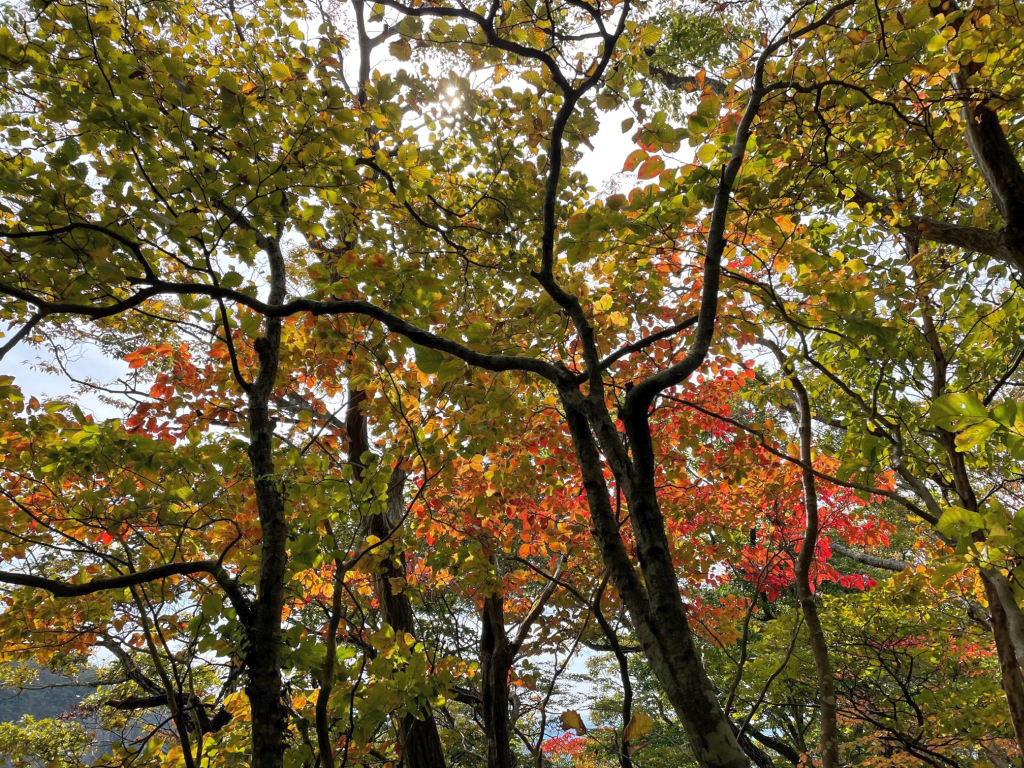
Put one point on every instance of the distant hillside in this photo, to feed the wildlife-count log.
(49, 696)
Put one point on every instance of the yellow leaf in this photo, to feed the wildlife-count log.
(570, 720)
(639, 726)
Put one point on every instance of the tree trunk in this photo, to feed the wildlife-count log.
(495, 665)
(269, 717)
(1013, 682)
(802, 566)
(420, 739)
(655, 604)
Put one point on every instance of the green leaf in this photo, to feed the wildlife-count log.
(651, 168)
(639, 726)
(570, 720)
(400, 49)
(957, 411)
(957, 521)
(428, 360)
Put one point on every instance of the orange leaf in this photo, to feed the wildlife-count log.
(650, 168)
(635, 159)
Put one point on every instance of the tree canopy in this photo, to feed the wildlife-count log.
(569, 384)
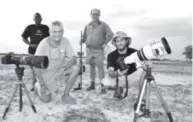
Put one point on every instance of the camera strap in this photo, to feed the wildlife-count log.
(118, 92)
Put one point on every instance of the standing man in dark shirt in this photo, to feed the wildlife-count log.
(36, 32)
(122, 42)
(96, 35)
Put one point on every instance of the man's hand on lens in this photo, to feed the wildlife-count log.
(33, 45)
(121, 73)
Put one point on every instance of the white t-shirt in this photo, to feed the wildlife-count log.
(57, 58)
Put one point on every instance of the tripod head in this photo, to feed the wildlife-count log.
(19, 71)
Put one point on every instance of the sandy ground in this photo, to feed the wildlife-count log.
(174, 81)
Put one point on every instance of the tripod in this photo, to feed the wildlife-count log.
(146, 88)
(19, 71)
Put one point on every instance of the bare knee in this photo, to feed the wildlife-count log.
(75, 70)
(46, 98)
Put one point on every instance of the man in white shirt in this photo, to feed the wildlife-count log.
(62, 65)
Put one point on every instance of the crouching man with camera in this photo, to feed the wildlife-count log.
(117, 76)
(62, 67)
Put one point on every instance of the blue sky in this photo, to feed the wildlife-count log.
(143, 20)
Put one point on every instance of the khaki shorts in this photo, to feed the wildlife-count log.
(94, 56)
(133, 78)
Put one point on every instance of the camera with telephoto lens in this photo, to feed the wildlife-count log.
(153, 50)
(36, 61)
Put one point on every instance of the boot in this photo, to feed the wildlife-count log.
(91, 87)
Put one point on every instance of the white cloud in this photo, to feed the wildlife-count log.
(16, 15)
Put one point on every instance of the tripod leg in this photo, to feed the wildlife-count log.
(139, 100)
(147, 109)
(20, 97)
(27, 93)
(165, 106)
(7, 108)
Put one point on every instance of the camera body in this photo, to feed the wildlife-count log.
(153, 50)
(121, 65)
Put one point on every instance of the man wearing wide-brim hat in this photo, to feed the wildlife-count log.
(122, 43)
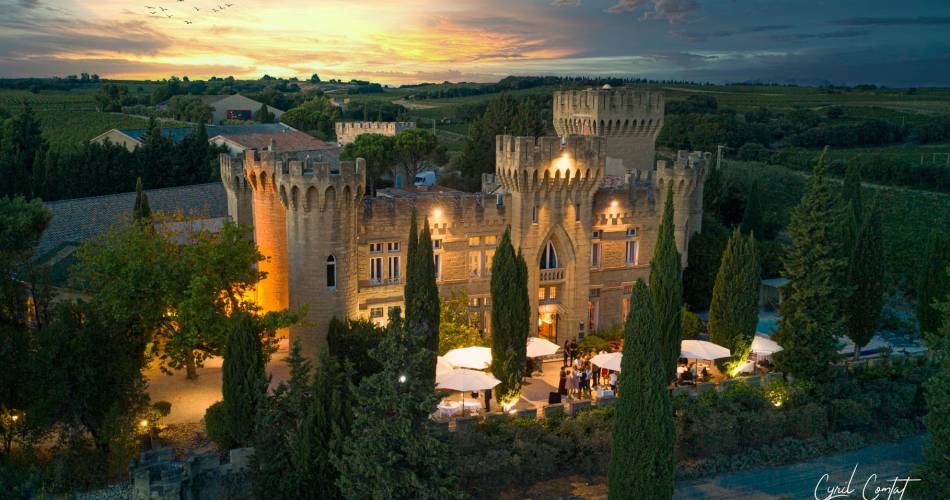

What you have to do — Please locate every line in the entries above that contains the string "shirt", and copy each of those lines in full.

Completed exercise —
Put one point on every instance of the standing man in dark shirt in this photo, to feed the wildlife-count log.
Put one point on every instance of the white t-shirt in this photo, to feed the wildlife-count log.
Put one point on every instance of the man in white shirt in this photo, to feed the wildlife-count log.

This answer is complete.